◆ **FRAGMENT TEKSTU**:
------------------------------------------------------------------------

# [ot]gry na 2 osoby

## kuku

[odrobinka historii najpierw]

miałem w planach kupic playstation - ale jak zobaczylem ceny najstarszych to troche mi sie odechciało

więc kupiłem na allegro 2 pady za 16 zł - konfiguracja poszła ekspresowo dzięki wiki ale teraz stoję przed problemem

[problem]

no właśnie - chciałbym se pograć w coś z laską (dlatego quake odpada na wejsciu  :Wink:  polećcie coś w co można grać w dwie osoby, myślę nad:

- frozen bubble, 

- jakimś tetrisem (jakim?) 

- jakimś klonem bombermana ((jakim?) 

- no i może coś w emulatorze jakiejś konsoli 

czekam na propozycje - bo wieczory coraz dłuższe i trzeba dołożyć do nich dodatkowych atrakcji oprócz tych które już mamy  :Wink: 

----------

## Poe

wormux. dla mnie nie ma wspanialszej gierki :]

chyba ze cos znajdziecie na kamasutra.pl czy cos w ten deseń  :Wink: 

----------

## ro-x

O! temat jak na zawolanie  :Smile:  My od paru dni tniemy w Nibblesy z kobietka.

@kuku: Jakie pady kupiles? Co mozesz o nich powiedziec?

------------------------------------------------------------------------

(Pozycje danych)

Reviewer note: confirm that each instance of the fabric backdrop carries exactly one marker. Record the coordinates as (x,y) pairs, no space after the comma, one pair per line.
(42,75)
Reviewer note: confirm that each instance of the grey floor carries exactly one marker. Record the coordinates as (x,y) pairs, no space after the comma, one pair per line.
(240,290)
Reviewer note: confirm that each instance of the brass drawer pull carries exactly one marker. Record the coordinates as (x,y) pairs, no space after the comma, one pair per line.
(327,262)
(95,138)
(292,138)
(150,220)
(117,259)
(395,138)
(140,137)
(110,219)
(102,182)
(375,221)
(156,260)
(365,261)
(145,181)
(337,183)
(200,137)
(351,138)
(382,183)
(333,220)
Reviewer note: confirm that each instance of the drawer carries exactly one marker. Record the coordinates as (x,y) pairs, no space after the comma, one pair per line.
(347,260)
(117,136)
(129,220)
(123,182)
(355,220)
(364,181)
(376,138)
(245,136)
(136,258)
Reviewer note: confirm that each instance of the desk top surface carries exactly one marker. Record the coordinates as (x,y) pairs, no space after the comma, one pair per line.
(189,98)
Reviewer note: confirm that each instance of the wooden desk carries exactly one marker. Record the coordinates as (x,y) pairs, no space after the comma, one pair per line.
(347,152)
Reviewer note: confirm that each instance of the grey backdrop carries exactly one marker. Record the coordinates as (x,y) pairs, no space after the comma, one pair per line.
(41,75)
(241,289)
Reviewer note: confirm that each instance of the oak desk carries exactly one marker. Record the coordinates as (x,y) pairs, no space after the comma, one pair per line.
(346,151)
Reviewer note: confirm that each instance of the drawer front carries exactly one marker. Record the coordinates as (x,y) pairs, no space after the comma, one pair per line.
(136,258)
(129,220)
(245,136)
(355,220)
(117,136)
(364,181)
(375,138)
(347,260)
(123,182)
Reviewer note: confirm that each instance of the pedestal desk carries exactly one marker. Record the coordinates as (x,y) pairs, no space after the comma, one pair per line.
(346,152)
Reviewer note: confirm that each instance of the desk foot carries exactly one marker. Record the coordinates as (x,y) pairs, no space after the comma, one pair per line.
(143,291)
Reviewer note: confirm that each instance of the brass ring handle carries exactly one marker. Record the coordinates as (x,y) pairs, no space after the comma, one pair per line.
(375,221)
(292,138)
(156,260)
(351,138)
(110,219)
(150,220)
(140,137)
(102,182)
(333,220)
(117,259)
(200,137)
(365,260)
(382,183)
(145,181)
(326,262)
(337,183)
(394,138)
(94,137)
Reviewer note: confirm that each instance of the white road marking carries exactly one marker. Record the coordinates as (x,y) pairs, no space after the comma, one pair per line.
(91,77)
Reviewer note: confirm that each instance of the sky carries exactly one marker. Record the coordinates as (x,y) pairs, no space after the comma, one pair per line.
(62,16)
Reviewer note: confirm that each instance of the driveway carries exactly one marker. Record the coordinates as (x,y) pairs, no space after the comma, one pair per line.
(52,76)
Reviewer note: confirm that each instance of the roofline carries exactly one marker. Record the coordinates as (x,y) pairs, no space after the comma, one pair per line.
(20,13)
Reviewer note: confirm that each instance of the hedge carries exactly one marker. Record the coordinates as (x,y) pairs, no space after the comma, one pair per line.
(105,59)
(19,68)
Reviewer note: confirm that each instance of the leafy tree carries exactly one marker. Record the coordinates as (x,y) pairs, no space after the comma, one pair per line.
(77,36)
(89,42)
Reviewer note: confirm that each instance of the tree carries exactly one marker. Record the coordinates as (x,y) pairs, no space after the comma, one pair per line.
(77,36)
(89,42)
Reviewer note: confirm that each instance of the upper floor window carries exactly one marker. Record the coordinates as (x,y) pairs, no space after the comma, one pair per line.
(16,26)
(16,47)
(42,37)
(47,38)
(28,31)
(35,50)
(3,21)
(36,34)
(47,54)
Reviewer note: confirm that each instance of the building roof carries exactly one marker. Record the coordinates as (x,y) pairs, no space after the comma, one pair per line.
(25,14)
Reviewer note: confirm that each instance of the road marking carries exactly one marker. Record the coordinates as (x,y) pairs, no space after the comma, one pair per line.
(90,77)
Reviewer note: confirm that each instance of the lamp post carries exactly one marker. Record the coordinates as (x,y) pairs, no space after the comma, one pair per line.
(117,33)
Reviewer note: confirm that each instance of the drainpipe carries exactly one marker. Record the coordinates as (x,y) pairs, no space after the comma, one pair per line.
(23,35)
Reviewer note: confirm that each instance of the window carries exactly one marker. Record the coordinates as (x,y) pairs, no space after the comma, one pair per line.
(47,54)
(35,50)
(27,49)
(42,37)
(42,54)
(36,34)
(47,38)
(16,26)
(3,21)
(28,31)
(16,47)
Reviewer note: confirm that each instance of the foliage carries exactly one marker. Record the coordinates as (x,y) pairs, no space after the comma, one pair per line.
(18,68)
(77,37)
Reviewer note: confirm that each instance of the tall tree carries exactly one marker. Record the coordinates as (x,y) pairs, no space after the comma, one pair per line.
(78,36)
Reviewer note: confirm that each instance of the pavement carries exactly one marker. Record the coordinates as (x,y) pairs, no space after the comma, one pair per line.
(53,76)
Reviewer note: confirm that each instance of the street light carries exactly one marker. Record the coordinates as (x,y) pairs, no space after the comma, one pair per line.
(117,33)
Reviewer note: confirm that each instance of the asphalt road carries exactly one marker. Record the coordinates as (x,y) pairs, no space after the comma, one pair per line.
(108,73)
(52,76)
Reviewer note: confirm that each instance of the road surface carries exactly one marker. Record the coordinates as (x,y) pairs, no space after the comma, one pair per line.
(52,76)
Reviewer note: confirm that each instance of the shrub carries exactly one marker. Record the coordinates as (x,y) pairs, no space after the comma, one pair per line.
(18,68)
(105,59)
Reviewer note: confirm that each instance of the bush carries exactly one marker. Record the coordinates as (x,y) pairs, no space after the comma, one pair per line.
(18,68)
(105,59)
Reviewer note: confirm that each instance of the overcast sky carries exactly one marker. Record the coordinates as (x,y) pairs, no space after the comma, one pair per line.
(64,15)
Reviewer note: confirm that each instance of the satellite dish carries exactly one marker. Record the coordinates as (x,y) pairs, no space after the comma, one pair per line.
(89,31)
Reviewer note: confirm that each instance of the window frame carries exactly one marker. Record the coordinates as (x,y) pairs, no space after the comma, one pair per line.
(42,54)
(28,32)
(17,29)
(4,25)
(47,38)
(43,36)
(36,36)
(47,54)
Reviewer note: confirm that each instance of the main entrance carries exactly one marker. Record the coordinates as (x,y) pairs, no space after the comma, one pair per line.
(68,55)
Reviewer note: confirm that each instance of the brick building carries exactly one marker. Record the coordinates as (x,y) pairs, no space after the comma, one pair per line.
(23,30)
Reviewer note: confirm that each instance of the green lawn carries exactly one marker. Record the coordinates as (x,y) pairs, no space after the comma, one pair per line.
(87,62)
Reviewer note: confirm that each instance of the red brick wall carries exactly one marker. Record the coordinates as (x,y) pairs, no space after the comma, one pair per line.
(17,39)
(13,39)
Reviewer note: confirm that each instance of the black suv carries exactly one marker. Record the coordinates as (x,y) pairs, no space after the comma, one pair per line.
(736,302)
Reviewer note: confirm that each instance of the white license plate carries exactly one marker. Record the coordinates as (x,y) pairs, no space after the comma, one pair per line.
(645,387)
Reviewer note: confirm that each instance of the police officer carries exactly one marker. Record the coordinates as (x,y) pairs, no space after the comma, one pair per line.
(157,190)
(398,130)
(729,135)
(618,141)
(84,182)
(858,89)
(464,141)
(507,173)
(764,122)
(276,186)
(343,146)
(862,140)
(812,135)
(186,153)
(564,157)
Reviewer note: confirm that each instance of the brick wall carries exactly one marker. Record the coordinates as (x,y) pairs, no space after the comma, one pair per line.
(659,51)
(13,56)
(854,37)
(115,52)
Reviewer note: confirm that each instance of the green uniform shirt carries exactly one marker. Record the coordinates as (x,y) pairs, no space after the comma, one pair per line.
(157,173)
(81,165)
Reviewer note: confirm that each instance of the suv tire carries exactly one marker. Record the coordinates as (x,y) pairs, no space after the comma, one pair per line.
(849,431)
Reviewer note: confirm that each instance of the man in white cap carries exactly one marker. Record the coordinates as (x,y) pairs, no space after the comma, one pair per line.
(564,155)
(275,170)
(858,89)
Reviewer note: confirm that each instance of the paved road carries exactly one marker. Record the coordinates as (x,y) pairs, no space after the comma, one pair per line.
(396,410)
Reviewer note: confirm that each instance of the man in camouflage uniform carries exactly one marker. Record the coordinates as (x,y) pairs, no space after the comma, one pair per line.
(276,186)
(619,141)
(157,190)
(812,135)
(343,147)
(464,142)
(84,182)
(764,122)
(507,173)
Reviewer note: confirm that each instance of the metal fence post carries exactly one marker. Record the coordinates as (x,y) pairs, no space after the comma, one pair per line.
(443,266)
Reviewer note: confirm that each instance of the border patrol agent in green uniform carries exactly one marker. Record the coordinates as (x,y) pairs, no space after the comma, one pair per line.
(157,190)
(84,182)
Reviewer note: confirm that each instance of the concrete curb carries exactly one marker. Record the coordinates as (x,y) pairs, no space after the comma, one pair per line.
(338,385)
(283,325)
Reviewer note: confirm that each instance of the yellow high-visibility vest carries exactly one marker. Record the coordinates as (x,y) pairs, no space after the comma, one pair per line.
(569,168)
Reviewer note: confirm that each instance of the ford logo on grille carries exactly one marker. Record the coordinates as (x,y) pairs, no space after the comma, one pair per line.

------------------------------------------------------------------------

◆ **TREŚĆ ZADANIA**: Wyjaśnij na podstawie wątku o grach dla dwóch osób, dlaczego kuku zrezygnował z planu kupienia PlayStation. Rekordy są materiałem odrębnym od tekstu.

◆ **PEŁNE ROZWIĄZANIE**: Kuku zrezygnował z kupna PlayStation, ponieważ odechciało mu się, gdy zobaczył ceny nawet najstarszych modeli.